Copy every line of the items below character for character, but leave the pictures out of your copy.

====== RECORDS FOR THIS TASK

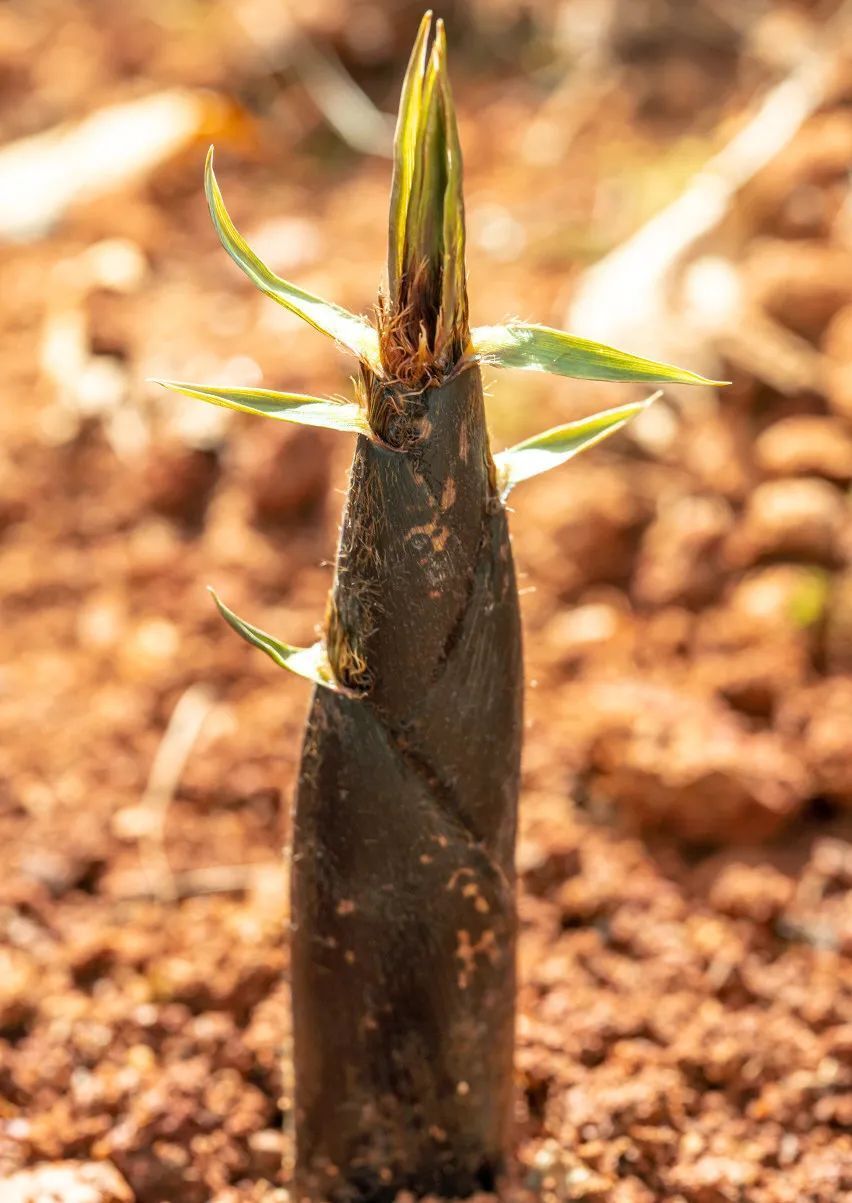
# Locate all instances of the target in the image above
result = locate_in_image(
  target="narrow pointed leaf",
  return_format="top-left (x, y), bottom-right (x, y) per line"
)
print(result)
top-left (437, 20), bottom-right (467, 348)
top-left (154, 380), bottom-right (371, 434)
top-left (211, 589), bottom-right (347, 693)
top-left (471, 321), bottom-right (728, 385)
top-left (205, 147), bottom-right (379, 369)
top-left (495, 392), bottom-right (661, 498)
top-left (387, 11), bottom-right (432, 303)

============

> COMPLETE ANSWER:
# Locate all instances of the target in the image above
result = locate_in_image(
  target="narrow pointed leaf",
  return_format="top-left (x, y), bottom-right (x, y) per line"
)
print(result)
top-left (437, 20), bottom-right (467, 348)
top-left (154, 380), bottom-right (371, 434)
top-left (211, 589), bottom-right (347, 693)
top-left (471, 321), bottom-right (728, 385)
top-left (205, 147), bottom-right (379, 369)
top-left (495, 392), bottom-right (661, 498)
top-left (387, 11), bottom-right (432, 303)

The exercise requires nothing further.